[Excerpts from a dataset]
........

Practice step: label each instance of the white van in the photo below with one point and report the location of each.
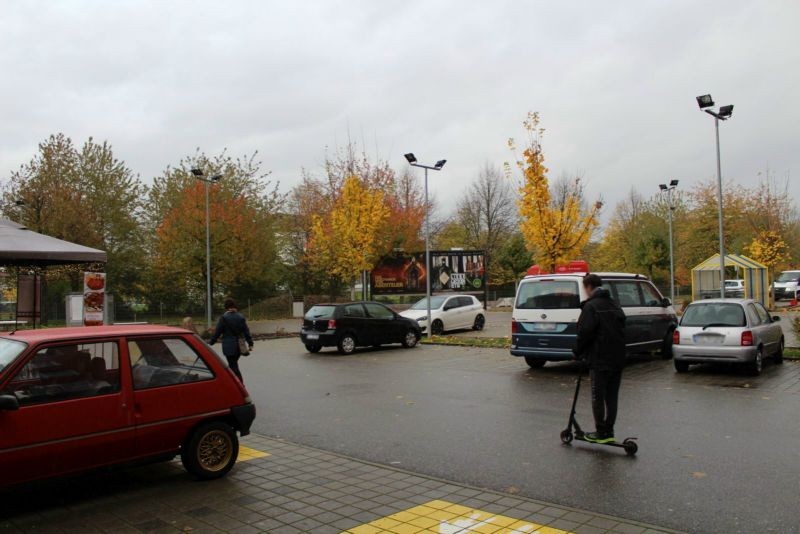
(547, 307)
(787, 285)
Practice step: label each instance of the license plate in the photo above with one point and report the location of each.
(710, 340)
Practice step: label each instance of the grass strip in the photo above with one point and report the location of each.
(485, 342)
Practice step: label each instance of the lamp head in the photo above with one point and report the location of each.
(705, 101)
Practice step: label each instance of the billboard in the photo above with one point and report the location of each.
(450, 270)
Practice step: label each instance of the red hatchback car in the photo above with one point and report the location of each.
(75, 399)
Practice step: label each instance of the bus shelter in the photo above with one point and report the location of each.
(21, 247)
(705, 278)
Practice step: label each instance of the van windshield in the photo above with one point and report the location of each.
(788, 276)
(548, 295)
(714, 314)
(9, 350)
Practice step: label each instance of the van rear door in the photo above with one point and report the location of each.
(546, 314)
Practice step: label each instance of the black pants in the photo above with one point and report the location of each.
(233, 363)
(605, 393)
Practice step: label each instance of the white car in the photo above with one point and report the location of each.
(449, 312)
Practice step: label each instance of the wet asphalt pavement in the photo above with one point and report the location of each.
(719, 451)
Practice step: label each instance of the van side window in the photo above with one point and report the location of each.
(651, 295)
(755, 320)
(628, 293)
(65, 372)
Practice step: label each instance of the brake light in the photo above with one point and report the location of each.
(747, 338)
(242, 389)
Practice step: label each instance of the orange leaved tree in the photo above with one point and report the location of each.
(346, 241)
(556, 222)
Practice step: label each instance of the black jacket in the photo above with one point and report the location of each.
(231, 325)
(601, 332)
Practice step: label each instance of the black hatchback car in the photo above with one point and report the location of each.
(356, 324)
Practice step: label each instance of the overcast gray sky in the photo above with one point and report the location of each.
(614, 81)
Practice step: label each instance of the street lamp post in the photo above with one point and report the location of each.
(724, 113)
(669, 191)
(198, 174)
(412, 160)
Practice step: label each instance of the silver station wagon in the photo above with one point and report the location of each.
(738, 331)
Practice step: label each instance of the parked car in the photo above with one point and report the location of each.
(738, 331)
(787, 285)
(75, 399)
(449, 312)
(547, 307)
(356, 324)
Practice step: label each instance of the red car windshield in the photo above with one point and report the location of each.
(9, 351)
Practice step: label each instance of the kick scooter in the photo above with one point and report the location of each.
(567, 434)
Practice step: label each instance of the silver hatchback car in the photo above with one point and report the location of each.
(738, 331)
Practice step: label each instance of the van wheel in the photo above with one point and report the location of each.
(778, 357)
(347, 344)
(410, 339)
(211, 450)
(535, 363)
(666, 345)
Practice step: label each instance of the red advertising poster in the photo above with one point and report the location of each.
(451, 270)
(94, 298)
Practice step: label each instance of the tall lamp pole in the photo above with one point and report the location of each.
(198, 174)
(669, 191)
(724, 113)
(412, 160)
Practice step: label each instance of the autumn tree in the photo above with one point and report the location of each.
(243, 210)
(87, 196)
(557, 223)
(316, 195)
(346, 241)
(487, 213)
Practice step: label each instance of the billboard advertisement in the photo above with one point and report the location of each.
(94, 298)
(450, 270)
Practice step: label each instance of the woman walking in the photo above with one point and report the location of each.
(232, 326)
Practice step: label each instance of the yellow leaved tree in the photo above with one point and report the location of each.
(769, 248)
(347, 240)
(556, 222)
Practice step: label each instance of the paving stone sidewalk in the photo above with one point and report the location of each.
(285, 488)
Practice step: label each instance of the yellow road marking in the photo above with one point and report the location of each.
(442, 517)
(246, 453)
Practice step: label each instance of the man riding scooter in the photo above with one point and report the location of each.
(601, 344)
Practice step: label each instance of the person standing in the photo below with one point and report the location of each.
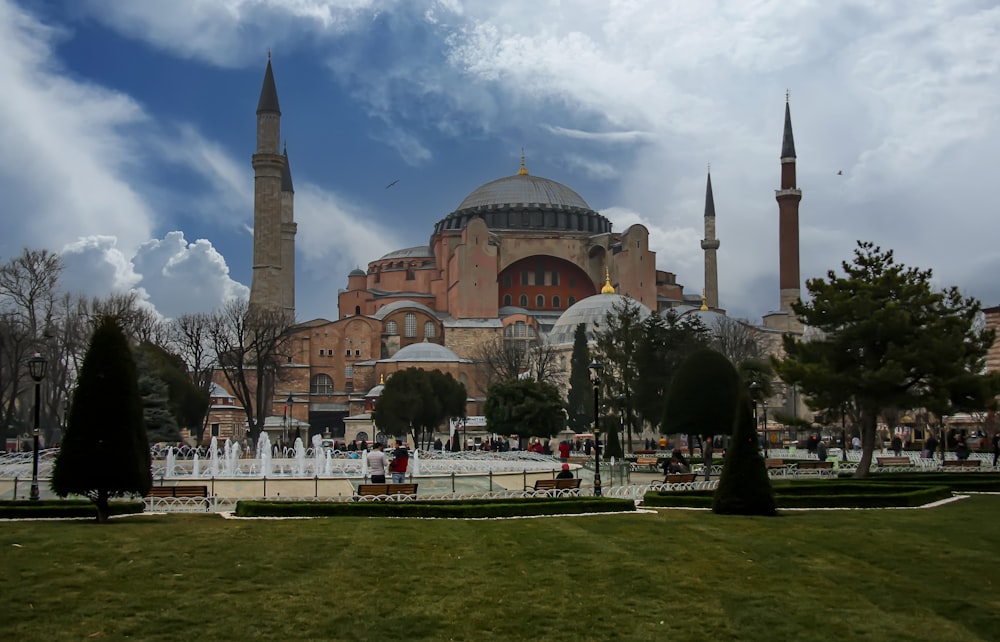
(376, 464)
(400, 460)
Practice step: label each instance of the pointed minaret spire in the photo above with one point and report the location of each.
(788, 141)
(710, 244)
(268, 102)
(788, 197)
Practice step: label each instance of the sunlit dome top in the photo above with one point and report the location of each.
(590, 311)
(523, 189)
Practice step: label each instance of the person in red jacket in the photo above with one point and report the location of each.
(400, 459)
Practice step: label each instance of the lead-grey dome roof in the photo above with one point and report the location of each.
(523, 189)
(589, 311)
(425, 351)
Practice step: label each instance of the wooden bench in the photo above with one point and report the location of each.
(961, 463)
(391, 491)
(557, 484)
(648, 463)
(178, 491)
(811, 464)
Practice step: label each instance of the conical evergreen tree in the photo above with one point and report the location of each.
(580, 398)
(744, 487)
(104, 452)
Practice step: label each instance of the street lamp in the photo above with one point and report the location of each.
(288, 419)
(36, 367)
(596, 368)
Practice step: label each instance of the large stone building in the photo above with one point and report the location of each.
(519, 257)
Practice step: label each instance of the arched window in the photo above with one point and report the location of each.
(321, 385)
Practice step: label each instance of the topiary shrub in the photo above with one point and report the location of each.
(744, 487)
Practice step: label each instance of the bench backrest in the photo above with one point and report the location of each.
(557, 484)
(368, 490)
(178, 491)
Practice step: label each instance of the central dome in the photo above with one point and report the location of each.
(523, 189)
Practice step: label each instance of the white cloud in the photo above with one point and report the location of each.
(67, 146)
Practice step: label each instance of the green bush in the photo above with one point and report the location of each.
(458, 508)
(19, 509)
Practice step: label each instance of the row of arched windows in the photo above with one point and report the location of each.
(539, 301)
(410, 327)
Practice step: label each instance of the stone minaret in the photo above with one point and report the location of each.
(788, 198)
(288, 229)
(270, 230)
(710, 244)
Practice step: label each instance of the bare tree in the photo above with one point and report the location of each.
(737, 340)
(191, 339)
(504, 358)
(250, 345)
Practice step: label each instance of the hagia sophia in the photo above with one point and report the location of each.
(521, 257)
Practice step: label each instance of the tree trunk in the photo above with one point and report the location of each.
(103, 510)
(869, 420)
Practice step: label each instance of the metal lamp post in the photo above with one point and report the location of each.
(596, 367)
(36, 366)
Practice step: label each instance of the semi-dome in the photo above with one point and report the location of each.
(424, 351)
(590, 311)
(522, 189)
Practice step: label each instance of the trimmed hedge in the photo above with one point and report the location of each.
(481, 508)
(51, 508)
(822, 494)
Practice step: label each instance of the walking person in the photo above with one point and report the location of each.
(400, 460)
(376, 464)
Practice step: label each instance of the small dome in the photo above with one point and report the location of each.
(589, 311)
(523, 189)
(425, 351)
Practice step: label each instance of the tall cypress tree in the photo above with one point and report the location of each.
(744, 487)
(580, 399)
(104, 452)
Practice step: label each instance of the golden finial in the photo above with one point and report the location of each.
(608, 288)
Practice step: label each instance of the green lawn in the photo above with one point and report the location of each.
(927, 574)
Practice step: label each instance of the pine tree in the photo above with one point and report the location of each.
(744, 487)
(104, 451)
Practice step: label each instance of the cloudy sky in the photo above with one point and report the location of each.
(128, 127)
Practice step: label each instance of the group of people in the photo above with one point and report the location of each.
(395, 464)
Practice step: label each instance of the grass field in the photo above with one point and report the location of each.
(928, 574)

........

--- What you have to do ---
Without altering anything, output all the lines above but none of the images.

--- Exercise answer ---
Practice step: label each instance of the white van in the photo below with one point and report the location of each.
(547, 307)
(787, 285)
Practice step: label each instance of the license plate in the photo above with one point and report the location of each.
(710, 340)
Practice step: label each instance of the grass strip in the photo above with one point and report the location of each.
(485, 342)
Practice step: label each instance of the lamp head in the photo above with one point and report the location of each.
(705, 101)
Practice step: label each instance of the billboard in the photo above with one point and report the location of each.
(450, 270)
Practice step: label each instance of the red hatchback car in the photo above with one point and report the location of each.
(75, 399)
Practice step: label each instance of the bus shelter in the photo above with one point and report the location of each.
(21, 247)
(705, 278)
Practice step: label each instance of the van windshield in the photo above with one point and report the location of each.
(788, 276)
(548, 295)
(714, 314)
(9, 350)
Practice step: label each instance of the van rear door in the photo above with one point and report the location of each.
(546, 314)
Practice step: label each instance of the black pants in the photo above with one point and report the location of each.
(233, 363)
(605, 393)
Practice step: label each instance of the white car in the photo above with one point and report the location of each.
(449, 312)
Practice step: label each instance of the wet asphalt pavement in the photo above with one point and report the location of each.
(719, 451)
Practice step: label each instance of the van side window in the photo above with one point and report the location of each.
(651, 295)
(755, 320)
(628, 293)
(65, 372)
Practice step: label each instance of the brake light in the photo above with one point and report the location of each.
(747, 338)
(242, 389)
Practice step: label each instance of the orange leaved tree in the photo above with one point and report the location of each.
(346, 241)
(556, 222)
Practice step: label each instance of the black jacket in the photo above with one point and report the location of each.
(231, 325)
(601, 332)
Practice step: label each instance of the black hatchback car in the photo above with one point and report the location of each.
(356, 324)
Practice step: label each instance of the overcast gray sky in the photo above with one point and report the location of each.
(614, 81)
Practice step: label each instance of the street lamp post in the photo above with one point and report the location of each.
(724, 113)
(669, 191)
(198, 174)
(412, 160)
Practice step: label each instance of the silver station wagon in the photo above with one point and report the location of each.
(738, 331)
Practice step: label each instance of the parked car in the photo above with one point and report the location of each.
(738, 331)
(787, 285)
(75, 399)
(449, 312)
(547, 307)
(356, 324)
Practice step: label each instance of the red car windshield in the photo above with one point and report the location of each.
(9, 351)
Practice step: label each instance of the kick scooter in the photo above with one point and report the location of each.
(567, 434)
Practice step: label each instance of the silver hatchback car in the photo above with one point and report the location of each.
(738, 331)
Practice step: label each instance of the van wheel in the photo above with one point and report the location of each.
(778, 357)
(347, 344)
(410, 339)
(211, 450)
(535, 363)
(666, 345)
Practice step: label each instance of the red advertising poster in the photo above with one point and report the location of each.
(451, 270)
(94, 298)
Practice step: label each instance of the tall lamp pole in the photo above with one point and report the location of each.
(198, 174)
(669, 191)
(724, 113)
(412, 160)
Practice step: label each instance of the autumn tree in the photo above with one point and report the location of each.
(243, 210)
(87, 196)
(557, 223)
(316, 195)
(346, 241)
(487, 213)
Practice step: label each instance of the billboard advertisement in the photo above with one point and report the location of each.
(94, 298)
(450, 270)
Practice step: label each instance of the woman walking in the photo above with one point and report the location of each.
(232, 326)
Practice step: label each instance of the yellow leaved tree in the photo above with one point and report the location of each.
(769, 248)
(347, 240)
(556, 222)
Practice step: label each instance of the paving stone sidewalk in the photo above with one point and report the location of each.
(285, 488)
Practice step: label each instance of the yellow road marking in the photo above with one point and report the location of each.
(442, 517)
(246, 453)
Practice step: label each instance of the man riding scooter in the photo above with one point and report the location of each.
(601, 344)
Practice step: label each instance of the person standing in the photo below with one point and report the location of each.
(376, 464)
(400, 460)
Practice step: label each instance of the pointed minaret spire in the photo above with one point and report the location of each.
(788, 141)
(710, 244)
(268, 102)
(788, 197)
Practice step: label each instance of the sunlit dome top in the photo above with one point and report the location of each.
(590, 311)
(523, 189)
Practice step: label each instance of the person in red jacket in the photo above with one point and report the location of each.
(400, 459)
Practice step: label each instance of the lead-grey dome roof in the photo above with one point and report the location of each.
(523, 189)
(589, 311)
(425, 351)
Practice step: label each instance of the wooden bench in the photo above with one point and report the location of each.
(961, 463)
(391, 491)
(557, 484)
(648, 463)
(178, 491)
(811, 464)
Practice step: label each instance of the conical evergreen tree in the photo above with one point and report the location of each.
(580, 398)
(744, 487)
(104, 452)
Practice step: label each instance of the street lamp in the photo above with one point and report the location of each.
(288, 419)
(36, 367)
(596, 368)
Practice step: label each instance of the large stone building in the photo above with one point and report the location of each.
(519, 257)
Practice step: label each instance of the arched window in the photo above with one point and report the location of each.
(321, 385)
Practice step: label each instance of the topiary shrub in the photo above with one point and report the location of each.
(744, 487)
Practice step: label each instance of the bench backrest in the photo above with one point and report the location of each.
(557, 484)
(368, 490)
(178, 491)
Practice step: label each instance of the central dome in the photo above with one point and report the location of each.
(523, 189)
Practice step: label each instance of the white cloud in the photo above with one point and report the location of each.
(67, 146)
Practice step: label each instance of the green bush in the photo above with one point and report the location of each.
(458, 508)
(19, 509)
Practice step: label each instance of the row of arched windows in the photo above with one point and report the location of each.
(539, 301)
(410, 327)
Practice step: label each instance of the stone minaret in the photo above with one point and report the location of each.
(788, 198)
(288, 229)
(270, 230)
(710, 244)
Practice step: label each instance of the bare tree in the photo above with one point and report the location of each.
(737, 340)
(191, 339)
(504, 358)
(250, 345)
Practice step: label each instance of the hagia sophia in the photo above with one point and report the location of each.
(521, 257)
Practice step: label each instance of the tree trunk in the photo above with one point and report the location of each.
(103, 510)
(869, 420)
Practice step: label each instance of the metal lamp post in the photo above with one point and report the location of each.
(596, 367)
(36, 366)
Practice step: label each instance of the semi-dome in the photo above with one point and report the location of each.
(424, 351)
(590, 311)
(522, 189)
Practice step: label each instance of the trimmed hedge in the photo above with one point and report the location of each.
(481, 508)
(51, 508)
(822, 494)
Practice step: label each instance of the walking person in the photo above with one point and report the location of each.
(400, 460)
(376, 464)
Practice step: label each instance of the small dome in the photo above with one point and report the location of each.
(589, 311)
(523, 189)
(425, 351)
Practice step: label each instance of the tall cypress tree in the photo above with one point and report the location of each.
(744, 487)
(580, 399)
(104, 452)
Practice step: label each instance of the golden finial in the photo above with one point and report the location of each.
(608, 288)
Practice step: label each instance of the green lawn in the photo above with one point and report the location of each.
(927, 574)
Practice step: label each instance of the pine tree in the photo above with one point and report the location of each.
(744, 487)
(104, 451)
Practice step: label each instance of the cloudy sky in the photo above with one point and report the location of each.
(128, 127)
Practice step: label each instance of the group of people in the photo above with one point and report the location of each.
(395, 464)
Practice step: label each instance of the grass field in the photo above with one point and report the location of each.
(928, 574)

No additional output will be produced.